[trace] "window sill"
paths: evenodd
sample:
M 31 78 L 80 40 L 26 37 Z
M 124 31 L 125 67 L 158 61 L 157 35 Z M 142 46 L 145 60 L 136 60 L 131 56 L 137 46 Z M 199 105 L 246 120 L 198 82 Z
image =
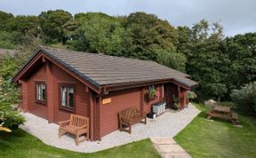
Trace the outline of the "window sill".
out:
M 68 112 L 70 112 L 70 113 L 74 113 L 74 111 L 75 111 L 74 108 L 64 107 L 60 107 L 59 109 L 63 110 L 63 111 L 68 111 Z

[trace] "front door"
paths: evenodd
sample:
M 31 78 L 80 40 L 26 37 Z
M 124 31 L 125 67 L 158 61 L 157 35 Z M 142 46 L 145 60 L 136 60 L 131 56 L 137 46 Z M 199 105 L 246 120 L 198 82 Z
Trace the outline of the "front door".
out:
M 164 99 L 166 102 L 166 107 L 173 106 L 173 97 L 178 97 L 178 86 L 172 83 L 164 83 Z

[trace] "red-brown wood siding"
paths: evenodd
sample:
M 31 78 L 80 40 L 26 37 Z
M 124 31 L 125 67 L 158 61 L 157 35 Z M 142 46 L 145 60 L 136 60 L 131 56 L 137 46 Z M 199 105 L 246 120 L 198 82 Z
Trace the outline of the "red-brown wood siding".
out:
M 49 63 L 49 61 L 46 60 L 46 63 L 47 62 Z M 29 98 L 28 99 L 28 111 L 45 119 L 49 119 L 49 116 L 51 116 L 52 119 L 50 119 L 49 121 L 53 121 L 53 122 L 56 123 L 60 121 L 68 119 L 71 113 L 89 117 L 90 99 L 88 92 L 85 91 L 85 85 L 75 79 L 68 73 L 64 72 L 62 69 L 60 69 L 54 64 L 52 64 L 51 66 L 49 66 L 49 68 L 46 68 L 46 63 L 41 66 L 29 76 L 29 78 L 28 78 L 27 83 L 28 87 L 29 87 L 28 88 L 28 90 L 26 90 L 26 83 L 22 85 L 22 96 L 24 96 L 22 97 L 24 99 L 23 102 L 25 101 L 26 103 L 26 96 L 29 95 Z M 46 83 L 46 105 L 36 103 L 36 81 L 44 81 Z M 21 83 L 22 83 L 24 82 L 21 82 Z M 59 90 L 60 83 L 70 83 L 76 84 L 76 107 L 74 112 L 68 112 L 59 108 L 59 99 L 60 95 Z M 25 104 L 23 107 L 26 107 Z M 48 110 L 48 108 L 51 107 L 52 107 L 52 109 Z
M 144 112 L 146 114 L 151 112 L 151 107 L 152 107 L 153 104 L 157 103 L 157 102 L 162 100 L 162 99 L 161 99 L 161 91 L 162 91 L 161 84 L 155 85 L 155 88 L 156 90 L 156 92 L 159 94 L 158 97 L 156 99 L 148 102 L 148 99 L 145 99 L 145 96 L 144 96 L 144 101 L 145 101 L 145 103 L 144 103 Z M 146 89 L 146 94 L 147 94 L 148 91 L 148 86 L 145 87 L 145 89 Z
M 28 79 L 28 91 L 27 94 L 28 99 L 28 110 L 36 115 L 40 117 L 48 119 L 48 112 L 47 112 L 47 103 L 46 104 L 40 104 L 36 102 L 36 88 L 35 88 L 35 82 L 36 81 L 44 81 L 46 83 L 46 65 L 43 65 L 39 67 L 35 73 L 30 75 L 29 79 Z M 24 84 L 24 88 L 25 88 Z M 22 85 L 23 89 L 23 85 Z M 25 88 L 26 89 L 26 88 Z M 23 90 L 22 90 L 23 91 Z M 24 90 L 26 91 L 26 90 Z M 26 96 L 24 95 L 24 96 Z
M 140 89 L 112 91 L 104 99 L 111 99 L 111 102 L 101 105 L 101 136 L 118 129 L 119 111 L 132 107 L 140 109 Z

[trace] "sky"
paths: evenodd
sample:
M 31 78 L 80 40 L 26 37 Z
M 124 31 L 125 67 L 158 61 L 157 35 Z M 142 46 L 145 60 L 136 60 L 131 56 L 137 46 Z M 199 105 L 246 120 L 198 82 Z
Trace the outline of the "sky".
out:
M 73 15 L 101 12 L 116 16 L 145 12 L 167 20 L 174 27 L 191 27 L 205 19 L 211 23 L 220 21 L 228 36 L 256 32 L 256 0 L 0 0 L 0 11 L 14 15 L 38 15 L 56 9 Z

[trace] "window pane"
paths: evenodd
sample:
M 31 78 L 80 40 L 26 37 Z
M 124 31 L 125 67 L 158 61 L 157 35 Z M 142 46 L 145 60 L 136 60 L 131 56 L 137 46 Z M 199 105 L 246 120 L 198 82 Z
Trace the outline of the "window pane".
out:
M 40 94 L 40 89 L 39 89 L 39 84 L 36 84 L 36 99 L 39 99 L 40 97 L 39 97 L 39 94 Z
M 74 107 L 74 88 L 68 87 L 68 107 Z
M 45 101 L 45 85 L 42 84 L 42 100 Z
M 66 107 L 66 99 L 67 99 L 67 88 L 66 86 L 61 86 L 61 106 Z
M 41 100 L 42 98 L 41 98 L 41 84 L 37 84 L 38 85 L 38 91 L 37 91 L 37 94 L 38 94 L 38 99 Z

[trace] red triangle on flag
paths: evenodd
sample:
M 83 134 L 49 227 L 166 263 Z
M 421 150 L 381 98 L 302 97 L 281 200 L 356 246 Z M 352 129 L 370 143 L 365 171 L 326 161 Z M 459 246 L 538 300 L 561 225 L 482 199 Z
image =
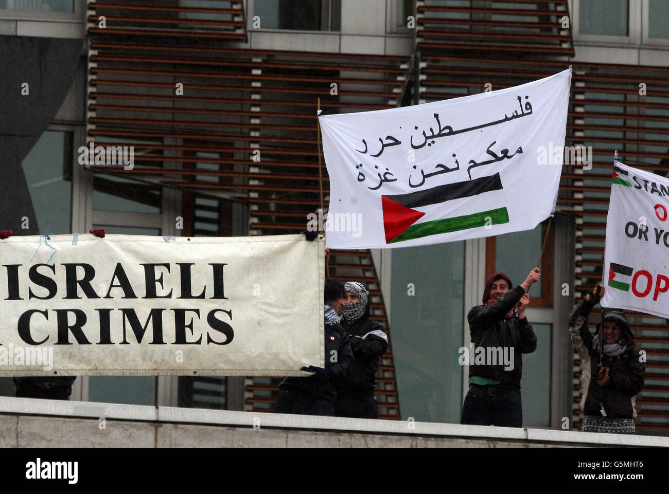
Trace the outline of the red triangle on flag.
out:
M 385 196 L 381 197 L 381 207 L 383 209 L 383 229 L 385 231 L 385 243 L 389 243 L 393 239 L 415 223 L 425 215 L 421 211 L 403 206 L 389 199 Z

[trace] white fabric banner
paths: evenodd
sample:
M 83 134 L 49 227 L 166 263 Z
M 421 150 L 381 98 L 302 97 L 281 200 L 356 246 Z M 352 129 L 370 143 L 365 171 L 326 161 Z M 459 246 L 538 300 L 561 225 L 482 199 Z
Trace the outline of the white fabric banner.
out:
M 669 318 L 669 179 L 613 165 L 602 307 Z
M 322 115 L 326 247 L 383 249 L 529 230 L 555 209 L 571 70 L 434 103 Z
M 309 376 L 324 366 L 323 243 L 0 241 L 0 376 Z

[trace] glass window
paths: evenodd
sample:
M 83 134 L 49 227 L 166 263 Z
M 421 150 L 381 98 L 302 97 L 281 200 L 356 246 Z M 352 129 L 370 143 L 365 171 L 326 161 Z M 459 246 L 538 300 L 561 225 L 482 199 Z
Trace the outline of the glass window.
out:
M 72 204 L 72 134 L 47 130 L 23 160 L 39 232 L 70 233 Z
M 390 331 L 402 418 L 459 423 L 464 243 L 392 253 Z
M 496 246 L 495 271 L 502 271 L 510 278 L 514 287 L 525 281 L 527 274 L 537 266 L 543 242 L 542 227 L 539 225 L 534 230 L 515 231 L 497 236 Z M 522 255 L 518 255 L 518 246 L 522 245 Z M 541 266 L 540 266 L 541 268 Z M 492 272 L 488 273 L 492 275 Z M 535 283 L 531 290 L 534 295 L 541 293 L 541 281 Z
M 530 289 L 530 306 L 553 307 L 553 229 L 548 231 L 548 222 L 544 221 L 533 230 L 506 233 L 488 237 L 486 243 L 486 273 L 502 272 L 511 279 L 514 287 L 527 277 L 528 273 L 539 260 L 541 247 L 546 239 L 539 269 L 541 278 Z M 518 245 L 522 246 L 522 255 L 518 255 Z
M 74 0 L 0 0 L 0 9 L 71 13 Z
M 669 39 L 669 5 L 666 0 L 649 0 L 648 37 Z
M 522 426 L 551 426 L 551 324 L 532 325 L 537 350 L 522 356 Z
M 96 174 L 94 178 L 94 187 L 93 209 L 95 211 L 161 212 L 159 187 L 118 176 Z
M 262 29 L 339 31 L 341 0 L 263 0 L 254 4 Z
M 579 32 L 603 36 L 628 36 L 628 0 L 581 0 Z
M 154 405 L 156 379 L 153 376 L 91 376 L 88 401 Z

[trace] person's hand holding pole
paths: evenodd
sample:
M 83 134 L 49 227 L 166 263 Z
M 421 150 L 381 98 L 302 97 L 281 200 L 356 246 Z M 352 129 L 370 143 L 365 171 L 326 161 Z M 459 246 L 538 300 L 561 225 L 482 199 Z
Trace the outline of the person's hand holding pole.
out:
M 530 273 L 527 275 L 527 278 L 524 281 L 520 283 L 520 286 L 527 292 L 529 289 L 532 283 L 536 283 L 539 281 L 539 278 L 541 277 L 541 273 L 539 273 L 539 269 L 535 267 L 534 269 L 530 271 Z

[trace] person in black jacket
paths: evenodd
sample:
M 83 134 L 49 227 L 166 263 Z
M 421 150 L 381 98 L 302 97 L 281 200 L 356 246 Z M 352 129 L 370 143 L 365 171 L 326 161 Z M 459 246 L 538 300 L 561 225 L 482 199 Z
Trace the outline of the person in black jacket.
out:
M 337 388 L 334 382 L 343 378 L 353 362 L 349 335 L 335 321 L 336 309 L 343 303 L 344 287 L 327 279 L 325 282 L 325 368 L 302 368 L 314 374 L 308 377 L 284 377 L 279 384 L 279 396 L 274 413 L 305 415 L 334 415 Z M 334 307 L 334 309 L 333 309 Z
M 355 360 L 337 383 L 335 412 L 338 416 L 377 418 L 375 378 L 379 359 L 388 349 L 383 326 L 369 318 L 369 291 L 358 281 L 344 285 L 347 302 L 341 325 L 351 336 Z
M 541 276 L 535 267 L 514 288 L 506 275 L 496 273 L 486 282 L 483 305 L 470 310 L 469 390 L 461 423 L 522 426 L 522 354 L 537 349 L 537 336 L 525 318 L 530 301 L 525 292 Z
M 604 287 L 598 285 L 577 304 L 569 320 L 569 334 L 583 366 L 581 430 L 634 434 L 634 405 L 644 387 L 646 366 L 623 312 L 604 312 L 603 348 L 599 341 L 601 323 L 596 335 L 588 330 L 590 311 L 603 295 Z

---

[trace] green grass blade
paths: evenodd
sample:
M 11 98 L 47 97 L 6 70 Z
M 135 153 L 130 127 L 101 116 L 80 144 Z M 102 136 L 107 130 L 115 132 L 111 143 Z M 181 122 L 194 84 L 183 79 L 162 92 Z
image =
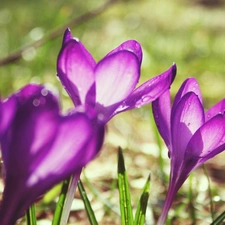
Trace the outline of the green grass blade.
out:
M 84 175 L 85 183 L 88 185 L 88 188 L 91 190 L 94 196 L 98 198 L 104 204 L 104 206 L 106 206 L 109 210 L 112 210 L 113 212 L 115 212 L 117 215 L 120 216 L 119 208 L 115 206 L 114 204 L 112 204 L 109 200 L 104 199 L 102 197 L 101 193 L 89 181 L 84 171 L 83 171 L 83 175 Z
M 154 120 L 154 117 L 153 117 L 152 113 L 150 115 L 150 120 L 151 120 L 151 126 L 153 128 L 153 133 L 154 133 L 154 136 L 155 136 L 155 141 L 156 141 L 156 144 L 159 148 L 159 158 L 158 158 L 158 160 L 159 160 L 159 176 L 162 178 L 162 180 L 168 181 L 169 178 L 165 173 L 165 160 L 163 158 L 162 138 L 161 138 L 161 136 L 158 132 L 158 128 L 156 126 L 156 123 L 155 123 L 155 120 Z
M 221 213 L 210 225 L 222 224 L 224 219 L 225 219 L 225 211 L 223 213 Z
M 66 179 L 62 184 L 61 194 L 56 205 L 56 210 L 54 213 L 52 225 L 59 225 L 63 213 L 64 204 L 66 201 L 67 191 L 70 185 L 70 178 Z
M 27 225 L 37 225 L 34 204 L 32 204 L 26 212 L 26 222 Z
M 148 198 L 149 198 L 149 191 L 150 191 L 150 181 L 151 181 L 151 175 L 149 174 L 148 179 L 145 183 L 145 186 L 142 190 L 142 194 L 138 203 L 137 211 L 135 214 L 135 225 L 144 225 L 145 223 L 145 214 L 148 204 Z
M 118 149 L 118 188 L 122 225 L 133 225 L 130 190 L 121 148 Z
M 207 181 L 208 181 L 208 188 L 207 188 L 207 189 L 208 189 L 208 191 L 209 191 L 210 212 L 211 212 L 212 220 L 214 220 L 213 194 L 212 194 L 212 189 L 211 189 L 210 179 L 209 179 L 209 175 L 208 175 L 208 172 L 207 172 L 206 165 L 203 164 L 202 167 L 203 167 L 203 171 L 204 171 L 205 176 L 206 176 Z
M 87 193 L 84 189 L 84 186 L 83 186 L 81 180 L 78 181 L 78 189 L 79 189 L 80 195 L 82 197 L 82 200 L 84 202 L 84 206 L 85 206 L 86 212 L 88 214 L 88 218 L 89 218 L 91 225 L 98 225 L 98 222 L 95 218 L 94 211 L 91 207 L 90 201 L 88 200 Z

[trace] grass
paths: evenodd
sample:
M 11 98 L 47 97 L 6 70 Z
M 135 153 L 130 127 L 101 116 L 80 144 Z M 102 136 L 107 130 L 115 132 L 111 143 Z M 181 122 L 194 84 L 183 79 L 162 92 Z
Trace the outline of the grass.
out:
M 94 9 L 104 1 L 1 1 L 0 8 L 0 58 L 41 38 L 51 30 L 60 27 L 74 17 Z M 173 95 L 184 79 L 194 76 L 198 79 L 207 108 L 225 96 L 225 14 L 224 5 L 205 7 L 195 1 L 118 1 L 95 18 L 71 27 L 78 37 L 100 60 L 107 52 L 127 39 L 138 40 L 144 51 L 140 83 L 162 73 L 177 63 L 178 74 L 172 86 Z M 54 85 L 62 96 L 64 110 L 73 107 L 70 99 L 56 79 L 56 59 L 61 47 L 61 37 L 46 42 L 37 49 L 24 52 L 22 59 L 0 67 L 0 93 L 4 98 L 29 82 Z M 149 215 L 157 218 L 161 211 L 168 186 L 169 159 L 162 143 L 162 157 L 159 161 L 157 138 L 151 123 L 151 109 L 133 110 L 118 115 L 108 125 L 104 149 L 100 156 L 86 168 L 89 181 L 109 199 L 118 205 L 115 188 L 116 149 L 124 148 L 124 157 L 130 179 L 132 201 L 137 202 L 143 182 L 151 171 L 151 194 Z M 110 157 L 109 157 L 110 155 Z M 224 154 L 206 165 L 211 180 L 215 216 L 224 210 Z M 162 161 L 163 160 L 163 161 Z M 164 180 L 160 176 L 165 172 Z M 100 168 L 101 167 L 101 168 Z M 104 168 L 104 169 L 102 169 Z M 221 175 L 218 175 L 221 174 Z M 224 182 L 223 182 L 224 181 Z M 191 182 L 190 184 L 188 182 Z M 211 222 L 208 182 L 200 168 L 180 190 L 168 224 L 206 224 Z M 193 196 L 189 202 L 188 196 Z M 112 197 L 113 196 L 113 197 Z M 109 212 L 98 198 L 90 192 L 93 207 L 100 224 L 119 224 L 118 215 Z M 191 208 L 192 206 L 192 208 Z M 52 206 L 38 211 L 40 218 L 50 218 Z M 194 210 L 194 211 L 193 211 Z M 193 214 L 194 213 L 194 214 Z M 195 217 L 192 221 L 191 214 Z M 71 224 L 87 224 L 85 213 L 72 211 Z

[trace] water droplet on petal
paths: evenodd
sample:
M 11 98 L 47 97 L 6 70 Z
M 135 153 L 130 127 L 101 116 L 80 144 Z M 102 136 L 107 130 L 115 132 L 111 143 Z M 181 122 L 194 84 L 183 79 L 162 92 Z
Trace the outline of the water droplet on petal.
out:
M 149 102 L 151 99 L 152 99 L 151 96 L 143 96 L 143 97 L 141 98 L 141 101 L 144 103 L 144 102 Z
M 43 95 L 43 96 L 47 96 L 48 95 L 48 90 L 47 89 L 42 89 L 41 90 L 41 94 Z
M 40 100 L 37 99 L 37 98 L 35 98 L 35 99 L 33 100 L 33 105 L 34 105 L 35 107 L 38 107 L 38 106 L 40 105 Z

■ **THE TASK**
Copy word for word the lines of the listing from the line with "[trace] water droplet on petal" up to and including the line with "M 40 100 L 37".

■ **FULL RESPONSE**
[trace] water droplet on petal
paths: evenodd
sample:
M 11 98 L 47 97 L 6 70 Z
M 135 153 L 130 127 L 101 116 L 80 144 Z M 102 136 L 107 130 L 115 132 L 111 143 Z M 181 122 L 194 84 L 183 79 L 162 92 Z
Trace the outline of the water droplet on petal.
out:
M 149 102 L 151 99 L 152 99 L 151 96 L 143 96 L 143 97 L 141 98 L 141 101 L 144 103 L 144 102 Z
M 43 95 L 43 96 L 47 96 L 48 95 L 48 90 L 47 89 L 42 89 L 41 90 L 41 94 Z
M 40 100 L 37 99 L 37 98 L 35 98 L 35 99 L 33 100 L 33 105 L 34 105 L 35 107 L 38 107 L 38 106 L 40 105 Z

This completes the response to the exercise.